DATA RECORDS.
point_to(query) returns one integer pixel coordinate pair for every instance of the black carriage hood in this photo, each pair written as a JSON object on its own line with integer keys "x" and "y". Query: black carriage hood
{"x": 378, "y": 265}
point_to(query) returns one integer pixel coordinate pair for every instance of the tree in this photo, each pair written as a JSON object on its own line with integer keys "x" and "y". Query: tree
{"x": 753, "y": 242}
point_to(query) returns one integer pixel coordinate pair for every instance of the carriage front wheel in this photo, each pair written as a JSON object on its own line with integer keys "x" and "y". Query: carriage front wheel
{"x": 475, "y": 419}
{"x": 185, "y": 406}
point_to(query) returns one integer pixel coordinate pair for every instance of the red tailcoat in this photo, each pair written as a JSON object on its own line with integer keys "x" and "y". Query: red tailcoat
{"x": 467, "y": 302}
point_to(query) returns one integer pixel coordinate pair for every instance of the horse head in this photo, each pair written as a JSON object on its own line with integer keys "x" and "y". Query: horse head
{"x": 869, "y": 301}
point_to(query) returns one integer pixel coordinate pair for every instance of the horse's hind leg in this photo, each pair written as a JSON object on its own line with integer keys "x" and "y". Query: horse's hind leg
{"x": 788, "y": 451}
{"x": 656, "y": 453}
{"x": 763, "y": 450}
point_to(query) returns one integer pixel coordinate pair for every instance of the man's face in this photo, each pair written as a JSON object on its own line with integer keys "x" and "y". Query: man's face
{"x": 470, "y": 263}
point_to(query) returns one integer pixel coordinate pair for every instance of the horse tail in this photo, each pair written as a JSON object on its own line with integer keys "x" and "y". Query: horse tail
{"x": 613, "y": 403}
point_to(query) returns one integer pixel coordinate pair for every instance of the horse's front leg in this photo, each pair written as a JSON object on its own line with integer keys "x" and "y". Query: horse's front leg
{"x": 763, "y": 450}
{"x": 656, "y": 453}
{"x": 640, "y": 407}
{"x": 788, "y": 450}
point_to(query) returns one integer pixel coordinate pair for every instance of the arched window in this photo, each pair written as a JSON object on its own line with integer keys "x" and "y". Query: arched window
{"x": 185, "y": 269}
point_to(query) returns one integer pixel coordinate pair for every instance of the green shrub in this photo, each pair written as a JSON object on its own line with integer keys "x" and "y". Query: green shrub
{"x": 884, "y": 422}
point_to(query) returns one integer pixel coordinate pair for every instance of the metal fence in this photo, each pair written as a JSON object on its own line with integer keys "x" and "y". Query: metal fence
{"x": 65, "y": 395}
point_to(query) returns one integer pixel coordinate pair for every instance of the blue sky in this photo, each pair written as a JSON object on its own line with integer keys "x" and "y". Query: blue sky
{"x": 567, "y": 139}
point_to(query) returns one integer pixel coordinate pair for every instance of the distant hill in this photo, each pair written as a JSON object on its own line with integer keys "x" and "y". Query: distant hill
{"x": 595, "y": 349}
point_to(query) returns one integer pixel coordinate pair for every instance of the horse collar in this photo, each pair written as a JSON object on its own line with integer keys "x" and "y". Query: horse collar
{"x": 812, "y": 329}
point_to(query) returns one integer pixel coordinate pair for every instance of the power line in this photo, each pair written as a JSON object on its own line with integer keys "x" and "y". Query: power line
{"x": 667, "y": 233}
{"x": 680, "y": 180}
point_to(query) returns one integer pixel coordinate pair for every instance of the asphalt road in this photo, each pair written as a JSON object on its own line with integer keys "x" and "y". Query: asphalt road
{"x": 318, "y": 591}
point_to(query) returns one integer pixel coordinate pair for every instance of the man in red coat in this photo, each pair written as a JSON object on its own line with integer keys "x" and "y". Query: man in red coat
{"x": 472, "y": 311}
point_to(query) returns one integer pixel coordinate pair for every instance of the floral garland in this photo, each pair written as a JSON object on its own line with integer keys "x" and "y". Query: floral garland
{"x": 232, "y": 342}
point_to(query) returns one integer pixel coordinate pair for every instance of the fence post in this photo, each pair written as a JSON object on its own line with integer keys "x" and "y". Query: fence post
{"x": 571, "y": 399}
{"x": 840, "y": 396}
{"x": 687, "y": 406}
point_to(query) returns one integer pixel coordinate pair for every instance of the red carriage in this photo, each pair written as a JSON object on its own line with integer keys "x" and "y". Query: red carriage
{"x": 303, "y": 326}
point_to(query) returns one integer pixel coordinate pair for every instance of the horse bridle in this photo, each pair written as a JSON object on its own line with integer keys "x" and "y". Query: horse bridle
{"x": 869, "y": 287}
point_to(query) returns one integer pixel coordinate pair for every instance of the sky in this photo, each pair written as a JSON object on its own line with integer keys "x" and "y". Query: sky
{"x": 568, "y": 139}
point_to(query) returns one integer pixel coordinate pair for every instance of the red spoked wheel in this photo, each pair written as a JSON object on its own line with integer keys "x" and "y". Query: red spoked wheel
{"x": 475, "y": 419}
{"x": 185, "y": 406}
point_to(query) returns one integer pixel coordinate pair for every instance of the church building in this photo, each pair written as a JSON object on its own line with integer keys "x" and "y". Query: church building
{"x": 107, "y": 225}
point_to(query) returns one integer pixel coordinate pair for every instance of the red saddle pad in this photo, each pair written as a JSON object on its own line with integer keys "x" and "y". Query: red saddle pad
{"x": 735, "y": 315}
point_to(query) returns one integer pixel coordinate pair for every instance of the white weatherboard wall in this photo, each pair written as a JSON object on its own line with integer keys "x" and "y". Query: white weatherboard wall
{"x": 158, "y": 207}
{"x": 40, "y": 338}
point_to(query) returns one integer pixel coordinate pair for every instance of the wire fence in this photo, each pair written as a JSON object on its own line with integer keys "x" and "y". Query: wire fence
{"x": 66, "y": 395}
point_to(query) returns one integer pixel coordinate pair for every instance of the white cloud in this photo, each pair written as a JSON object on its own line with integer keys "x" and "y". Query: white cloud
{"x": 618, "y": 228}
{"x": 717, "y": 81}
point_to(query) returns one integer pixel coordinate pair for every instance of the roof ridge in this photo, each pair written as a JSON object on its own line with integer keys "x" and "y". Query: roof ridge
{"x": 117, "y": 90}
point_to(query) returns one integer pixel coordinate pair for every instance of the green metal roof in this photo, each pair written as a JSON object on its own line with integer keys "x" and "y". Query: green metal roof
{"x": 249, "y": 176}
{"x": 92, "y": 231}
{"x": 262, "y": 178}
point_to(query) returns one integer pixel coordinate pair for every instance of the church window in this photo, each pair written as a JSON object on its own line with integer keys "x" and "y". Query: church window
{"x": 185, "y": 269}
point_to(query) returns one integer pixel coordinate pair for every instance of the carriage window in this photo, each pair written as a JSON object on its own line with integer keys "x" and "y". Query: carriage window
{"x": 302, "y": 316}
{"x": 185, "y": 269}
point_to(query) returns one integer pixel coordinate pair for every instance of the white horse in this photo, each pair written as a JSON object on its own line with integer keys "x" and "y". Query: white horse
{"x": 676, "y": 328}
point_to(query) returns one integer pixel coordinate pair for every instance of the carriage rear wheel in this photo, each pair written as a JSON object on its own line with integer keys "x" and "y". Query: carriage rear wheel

YOUR GOAL.
Each line of the listing should be echoed back exactly.

YOUR SOLUTION.
point_to(query) returns one integer pixel coordinate pair for every instance of the black carriage hood in this photo, each pair written as a JSON object on its own line with integer keys "x" and "y". Query: black carriage hood
{"x": 378, "y": 265}
point_to(query) returns one integer pixel coordinate pair for every instance of the tree in this photo, each pair written as a JSON object on its own line with integer keys "x" and "y". Query: tree
{"x": 753, "y": 242}
point_to(query) returns one integer pixel coordinate pair for every instance of the carriage front wheel in this photo, each pair written as a JSON object on its own line with integer keys "x" and "y". Query: carriage front wheel
{"x": 475, "y": 419}
{"x": 185, "y": 406}
point_to(query) returns one integer pixel coordinate pair for every instance of the red tailcoat in this photo, each pair written as a JSON object on its own line with integer keys "x" and "y". Query: red tailcoat
{"x": 467, "y": 302}
point_to(query) returns one integer pixel coordinate pair for every instance of the horse head in this photo, each pair written as a JSON object on its own line with integer keys "x" and "y". Query: horse head
{"x": 869, "y": 301}
point_to(query) returns one integer pixel coordinate pair for every instance of the horse's hind leg in this photo, each pair written as a JSON object on its own line with integer keys "x" and "y". Query: horse's hind leg
{"x": 788, "y": 451}
{"x": 656, "y": 453}
{"x": 763, "y": 450}
point_to(query) returns one integer pixel coordinate pair for every instance of the man's face in this photo, each pair written as a JSON object on its own line with integer keys "x" and "y". Query: man's face
{"x": 470, "y": 263}
point_to(query) returns one integer pixel coordinate pair for every instance of the horse tail in this photo, each pair written as a JSON object on its own line with integer keys "x" and "y". Query: horse tail
{"x": 613, "y": 403}
point_to(query) returns one integer pixel coordinate pair for every instance of the horse's front leg in this photo, each pair written as a JSON object on its own line with integer keys "x" and "y". Query: horse's front leg
{"x": 763, "y": 450}
{"x": 656, "y": 453}
{"x": 640, "y": 407}
{"x": 788, "y": 450}
point_to(query) returns one integer pixel coordinate pair for every instance of the arched window in this photo, each pair written as a JSON object on its own line with integer keys "x" and "y". Query: arched window
{"x": 185, "y": 269}
point_to(query) returns one integer pixel coordinate pair for every instance of the green shrub in this photo, each pair written as a JSON object on its own line with integer keys "x" and "y". Query: green shrub
{"x": 884, "y": 422}
point_to(query) returns one integer pixel coordinate pair for every instance of the metal fence in this photo, each pair written as a JSON object on its own line with integer keys "x" and "y". Query: metal fence
{"x": 65, "y": 395}
point_to(query) returns one integer pixel coordinate pair for every instance of the blue sky in this photo, each pair written as a JSON object on its own line with integer keys "x" and "y". Query: blue sky
{"x": 567, "y": 139}
point_to(query) returns one integer pixel coordinate pair for every instance of the distant hill in this photo, each pair written as a JSON object on its own line with integer keys "x" and "y". Query: distant hill
{"x": 595, "y": 349}
point_to(query) returns one integer pixel coordinate pair for every instance of the horse collar in this photo, each pair written as a JSON object on its own line with integer keys "x" and "y". Query: horse collar
{"x": 812, "y": 329}
point_to(query) returns one integer pixel coordinate pair for every instance of the power line in this photo, each pair written as a JSON object on its own line with integer keys "x" and "y". Query: power line
{"x": 667, "y": 233}
{"x": 680, "y": 180}
point_to(query) returns one integer pixel coordinate pair for every instance of the asphalt road in this photo, each pair written as a JSON object on its own line with integer keys "x" and "y". Query: asphalt road
{"x": 318, "y": 591}
point_to(query) returns one integer pixel coordinate pair for every instance of the man in red coat in this photo, each pair written as a JSON object on its own line with integer keys "x" and "y". Query: man in red coat
{"x": 472, "y": 311}
point_to(query) returns one integer pixel coordinate pair for every instance of the floral garland in this photo, each pair written as a JSON object on its own line with integer keys "x" and "y". Query: floral garland
{"x": 232, "y": 342}
point_to(query) returns one integer pixel coordinate pair for every instance of the fence post in this photo, each pair written as a JSON object on its own line with integer keys "x" and "y". Query: fence post
{"x": 571, "y": 399}
{"x": 840, "y": 396}
{"x": 687, "y": 406}
point_to(query) returns one integer pixel coordinate pair for every instance of the red carriage in this photo, each pair written as a JSON object on its own line with integer keys "x" and "y". Query: red carriage
{"x": 303, "y": 326}
point_to(query) returns one integer pixel coordinate pair for every instance of the horse bridle in this photo, each pair written as a JSON object on its own line with integer keys "x" and "y". Query: horse bridle
{"x": 869, "y": 287}
point_to(query) returns one integer pixel coordinate pair for every instance of the sky in this photo, each pair written as a JSON object on its own line with integer keys "x" and "y". Query: sky
{"x": 568, "y": 139}
point_to(query) returns one integer pixel coordinate pair for every instance of the red spoked wheel in this photo, each pair written as a JSON object on its own line with integer keys "x" and "y". Query: red spoked wheel
{"x": 475, "y": 419}
{"x": 185, "y": 406}
point_to(query) returns one integer pixel coordinate pair for every instance of the church building in this photo, each pair written as a JSON object on its own line with integer keys "x" and "y". Query: church building
{"x": 107, "y": 225}
point_to(query) returns one integer pixel coordinate pair for every instance of the red saddle pad in this photo, each pair written as a JSON object on its own line with integer keys "x" and "y". Query: red saddle pad
{"x": 735, "y": 315}
point_to(query) returns one integer pixel coordinate pair for every instance of the white weatherboard wall in this photo, each pair written as a JSON object on its own line with integer keys "x" and "y". Query: white weatherboard wall
{"x": 158, "y": 207}
{"x": 40, "y": 338}
point_to(query) returns one integer pixel coordinate pair for every instance of the wire fence in this photo, each pair written as a JSON object on its own line with integer keys "x" and "y". Query: wire fence
{"x": 66, "y": 395}
point_to(query) returns one integer pixel coordinate pair for every instance of the white cloud in this photo, each pair written as a JSON object on its own line with integer keys "x" and "y". Query: white cloud
{"x": 618, "y": 228}
{"x": 717, "y": 81}
point_to(query) returns one integer pixel coordinate pair for every instance of the roof ridge in this photo, each pair written as a JSON object on its own line with integer keys "x" and "y". Query: roof ridge
{"x": 117, "y": 90}
point_to(query) returns one integer pixel coordinate pair for every instance of the green metal roof in this photo, each pair written as a JSON object on its own line with integer keys "x" and "y". Query: green metal roof
{"x": 249, "y": 176}
{"x": 92, "y": 231}
{"x": 262, "y": 178}
point_to(query) returns one integer pixel coordinate pair for every instance of the church window in this photo, each pair written as a JSON object on its own line with integer keys "x" and "y". Query: church window
{"x": 185, "y": 269}
point_to(query) returns one integer pixel coordinate pair for every instance of the carriage window in this photo, each pair written as a JSON object on its own line with integer keys "x" and "y". Query: carriage window
{"x": 302, "y": 316}
{"x": 185, "y": 269}
point_to(query) returns one integer pixel coordinate pair for every instance of the white horse in this photo, each pair written as a JSON object on its own line with integer keys "x" and "y". Query: white horse
{"x": 676, "y": 328}
point_to(query) returns one integer pixel coordinate pair for every instance of the carriage rear wheel in this photo, each pair written as a JSON object on its own line with integer keys "x" and "y". Query: carriage rear wheel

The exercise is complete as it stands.